**EXTRAIT:**

◆ ◆ ◆ ◆ ◆ ◆ ◆

Mais les socialistes jurassiens et leurs alliés font aussi des envieux à l'occasion des scrutins fédéraux. Le 26 septembre dernier, c'est le canton du Jura qui a le plus massivement rejeté la révision de la loi sur l'assurance-chômage, alors que le 28 novembre, le Jura a voté, sur tous les sujets, conformément aux recommandations du PS et de la gauche: "non" ä l'initiative de l'UDC "pour le renvoi des criminels étrangers", "non" au contreprojet du Parlement fédéral, "oui" ä l'initiative socialiste "pour des impôts plus équitables". Dans ce dernier cas, le Jura a même été le "meilleur élève", puisque le taux d'acceptation de cette initiative fiscale a été proche de 70 % dans le canton du Jura.
Ces différents succès ne sont pas dus au hasard. Durant des décennies, on avait coutume de dire que "le Jura vote à gauche mais élit à droite". Une première brèche a été ouverte en 1995, lorsque de deux socialistes jurassiens ont pris la place de deux radicaux au Parlement fédéral. Depuis lors, la députation jurassienne aux Chambres est toujours composée de deux socialistes et de deux bourgeois. Deuxième brèche en 2002, avec l'entrée d'une deuxième socialiste au gouvernement cantonal. Siège perdu en 2006 suite à des erreurs stratégiques, mais donc repris en 2010.
En politique, il n'y a pas véritablement de "recette" pour gagner. Quelques éléments permettent toutefois de comprendre cette marche en avant victorieuse des socialistes dans le Jura :
- Le PS jurassien est uni, ou du moins n'étale pas ses éventuelles divisions au grand jour.
- Il a une bonne capacité de mobilisation. A titre d'exemple, il a déposé au mois de septembre demandant que les cantons qui le souhaitent puissent introduire une caisse-maladie unique et sociale. L'initiative a réuni 5'400 signatures. Le Jura ne représentant que 1 % de la population suisse, cela équivaut ä 540'000 signatures sur le plan national!

◆ ◆ ◆ ◆ ◆ ◆ ◆

**EXTRAIT DE DONNÉES:**
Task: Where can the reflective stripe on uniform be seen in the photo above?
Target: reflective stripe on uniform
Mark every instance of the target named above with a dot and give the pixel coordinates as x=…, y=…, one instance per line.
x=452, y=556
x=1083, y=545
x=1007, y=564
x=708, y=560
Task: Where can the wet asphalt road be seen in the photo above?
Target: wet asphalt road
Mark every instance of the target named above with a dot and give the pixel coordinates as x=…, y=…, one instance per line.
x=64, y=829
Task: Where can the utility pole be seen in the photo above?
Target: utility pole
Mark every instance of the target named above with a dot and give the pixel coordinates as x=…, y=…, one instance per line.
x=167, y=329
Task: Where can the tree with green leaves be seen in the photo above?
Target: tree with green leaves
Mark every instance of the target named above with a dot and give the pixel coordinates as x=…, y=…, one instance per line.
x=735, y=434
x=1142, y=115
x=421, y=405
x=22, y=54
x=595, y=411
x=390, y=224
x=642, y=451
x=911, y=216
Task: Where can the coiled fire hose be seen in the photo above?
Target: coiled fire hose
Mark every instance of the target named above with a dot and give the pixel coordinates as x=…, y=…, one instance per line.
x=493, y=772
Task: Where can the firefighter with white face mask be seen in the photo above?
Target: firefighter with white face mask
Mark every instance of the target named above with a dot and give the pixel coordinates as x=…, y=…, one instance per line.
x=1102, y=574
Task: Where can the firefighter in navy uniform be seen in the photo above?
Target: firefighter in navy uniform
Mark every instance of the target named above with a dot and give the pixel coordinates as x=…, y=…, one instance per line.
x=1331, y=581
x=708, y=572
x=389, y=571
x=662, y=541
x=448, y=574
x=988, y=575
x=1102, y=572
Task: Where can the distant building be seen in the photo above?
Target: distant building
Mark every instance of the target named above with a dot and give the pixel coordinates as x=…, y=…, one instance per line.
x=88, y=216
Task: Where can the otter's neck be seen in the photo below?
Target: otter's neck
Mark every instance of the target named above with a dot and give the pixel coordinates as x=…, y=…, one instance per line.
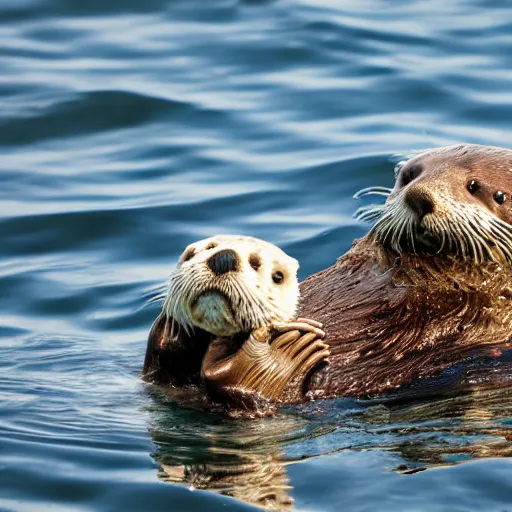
x=393, y=319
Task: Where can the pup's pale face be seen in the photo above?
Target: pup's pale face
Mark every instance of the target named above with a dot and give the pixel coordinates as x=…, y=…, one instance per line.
x=228, y=284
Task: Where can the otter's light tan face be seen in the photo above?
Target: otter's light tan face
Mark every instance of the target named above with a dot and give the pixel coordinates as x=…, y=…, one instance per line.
x=454, y=200
x=228, y=284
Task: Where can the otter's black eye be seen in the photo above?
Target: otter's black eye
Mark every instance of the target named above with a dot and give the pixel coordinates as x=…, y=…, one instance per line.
x=277, y=277
x=499, y=196
x=473, y=186
x=398, y=167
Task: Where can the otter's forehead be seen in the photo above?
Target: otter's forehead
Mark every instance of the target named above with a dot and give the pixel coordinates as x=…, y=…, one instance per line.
x=493, y=162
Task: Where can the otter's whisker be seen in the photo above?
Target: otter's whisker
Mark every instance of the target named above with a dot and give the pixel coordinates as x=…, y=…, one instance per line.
x=377, y=190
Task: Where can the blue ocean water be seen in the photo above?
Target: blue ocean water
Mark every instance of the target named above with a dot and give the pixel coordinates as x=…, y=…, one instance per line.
x=131, y=129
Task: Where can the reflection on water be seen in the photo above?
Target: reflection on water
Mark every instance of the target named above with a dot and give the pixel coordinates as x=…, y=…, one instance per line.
x=249, y=460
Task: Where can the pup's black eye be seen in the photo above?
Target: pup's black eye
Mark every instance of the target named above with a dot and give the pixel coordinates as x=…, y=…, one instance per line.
x=473, y=186
x=189, y=254
x=499, y=196
x=277, y=277
x=254, y=261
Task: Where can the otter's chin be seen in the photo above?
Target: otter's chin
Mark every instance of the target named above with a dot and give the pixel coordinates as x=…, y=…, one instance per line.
x=212, y=312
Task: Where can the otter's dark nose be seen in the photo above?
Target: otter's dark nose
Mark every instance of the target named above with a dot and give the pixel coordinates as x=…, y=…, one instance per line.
x=223, y=261
x=419, y=201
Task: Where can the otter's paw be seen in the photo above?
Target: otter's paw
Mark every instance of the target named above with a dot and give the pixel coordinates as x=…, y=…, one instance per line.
x=282, y=355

◆ ◆ ◆ ◆ ◆ ◆ ◆

Reprenez l'extrait sur les socialistes jurassiens à la suite de sa dernière phrase. Les items forment un matériau indépendant de l'extrait sur les socialistes jurassiens.

- Le PSJ entretient de bons rapports avec les autres forces de gauche et collabore de façon efficace avec les organisations syndicales, chacun sachant toutefois garder son indépendance.
- Le PSJ est clairement ancré à gauche et met en avant des thèmes qui parlent aux milieux populaires (pouvoir d'achat, emploi, développement économique, caisses-maladie, formation, etc.) tout en ne négligeant pas la nouvelle classe moyenne, notamment en étant actif sur le front de l'environnement, des énergies renouvelables ou à propos des problèmes de société.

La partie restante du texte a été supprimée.